### Gösterilen metin
☆ ☆ ☆ ☆ ☆ ☆ ☆

İmmün yetmezliği olan hastaların tedavileri aksamadan devam etmesi gereken özel bir grup olduğunu dile getiren Türkiye Ulusal Alerji ve Klinik İmmünoloji Derneği Üyesi Prof. Dr. Elif Karakoç Aydıner, bu nedenle deprem bölgesindeki hastalar için ek önlemler alınarak uygun hijyenik ortamların oluşturulması gerektiğinin altını çiziyor.
İmmün yetmezliği olan hastalar enfeksiyonlara karşı çok hassas oldukları için uygun barınma ve hijyenik ortamın oluşturulması diğer hasta gruplarına göre çok daha büyük bir önem arz ediyor. Bu ortamın sağlanamaması durumunda hastaların muhakkak uygun bir sağlık kuruluşuna sevk edilmeleri gerektiğini belirten Türkiye Ulusal Alerji ve Klinik İmmünoloji Derneği Üyesi Prof. Dr. Elif Karakoç konu ile ilgili uyarılarda bulundu.
“Temiz içme suyu, uygun barınma, atık yönetimi ve izolasyon için ek önlemler alınmalı”
Enfeksiyonların deprem sonrası uygunsuz yaşam koşulları nedeniyle geçici bir süre artabileceğine dikkat çeken Karakoç, “İmmün yetmezlikli hastalar diğer bireylere göre enfeksiyonlara çok daha yatkın olduğundan sanitasyon ve hijyen önerilerine mümkün olan en üst seviyede dikkat edilmesi gerekiyor. Enfeksiyon riskini azaltmaya yönelik temiz içme suyuna erişim, uygun barınma, atık yönetimi ve izolasyon için ek önlemler alınması da hayati bir önem taşıyor. Bunlara ek olarak maske kullanımına ve el temizliğine de her ortamda dikkat etmek, hastalıklara yakalanmama konusunda önleyici bir rol üstleniyor” diye konuştu.

☆ ☆ ☆ ☆ ☆ ☆ ☆

### Veri kümesi içeriği
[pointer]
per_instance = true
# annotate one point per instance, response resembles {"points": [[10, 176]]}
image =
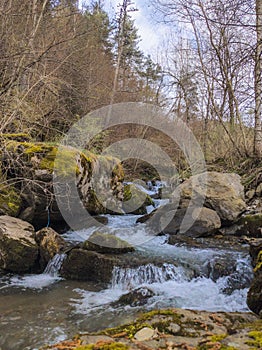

☆ ☆ ☆ ☆ ☆ ☆ ☆

### Yapılacak çalışmalar
**A.** Deprem bölgesindeki immün yetmezlikli hastalarla ilgili metne göre aşağıdaki ifadelerin her biri doğru mu? Her biri için "evet" ya da "hayır" deyip kararı belirleyen sözleri metinden aynen aktarın.
(i) Uygun barınma ve hijyenik ortam sağlanamazsa hastalar bir sağlık kuruluşuna sevk edilmelidir.
(ii) Deprem sonrasında enfeksiyonların kalıcı olarak artacağı söylenmektedir.
(iii) Maske kullanımına ve el temizliğine dikkat etmek, hastalıklardan korunmada önleyici bir rol üstlenir.
**B.** Deprem bölgesindeki immün yetmezlikli hastalarla ilgili metni kaldığı yerden sürdürün.

### Çözümler
**A.**
(i) Evet: "Bu ortamın sağlanamaması durumunda hastaların muhakkak uygun bir sağlık kuruluşuna sevk edilmeleri gerektiğini"
(ii) Hayır: "Enfeksiyonların deprem sonrası uygunsuz yaşam koşulları nedeniyle geçici bir süre artabileceğine"
(iii) Evet: "maske kullanımına ve el temizliğine de her ortamda dikkat etmek, hastalıklara yakalanmama konusunda önleyici bir rol üstleniyor"

**B.**
“Hekim ve hastalar ilaca erişim için sürekli iletişim halinde olmalı”
“Hastalarımızın tedavi ve takiplerine deprem sonrası ilk günlerde aksama olması doğal ancak en kısa sürede ilaçlarına ve hekim kontrollerine devam etmeleri hayati öneme sahip” diye devam eden Karakoç şöyle devam etti: “Bulundukları yerdeki varsa sağlık kuruluşları veya sahra hastanesine bu mümkün değilse gezici sağlık ekiplerine bildirimde bulunmaları ve kullanmakta oldukları ilaçlar için talep yapmaları önerilir. Primer immün yetmezliği olan pek çok hastanın kullandığı ve enfeksiyonlardan korunmada çok önemli olan immünglobulin preparatlarına erişim elzemdir. Bu ürünler özel reçete, saklama ve uygulama koşullarına sahip olduğundan eğer bunlar sağlanamıyorsa tedavinin aksamaması ve devamlılığı açısından uygun merkezlere hastalar sevk edilmeli. Mevcut durumda rapor süreleri uzatılmış olup reçete zorunluluğu yok.”
“Uygun bir merkeze sevk edilmeliler”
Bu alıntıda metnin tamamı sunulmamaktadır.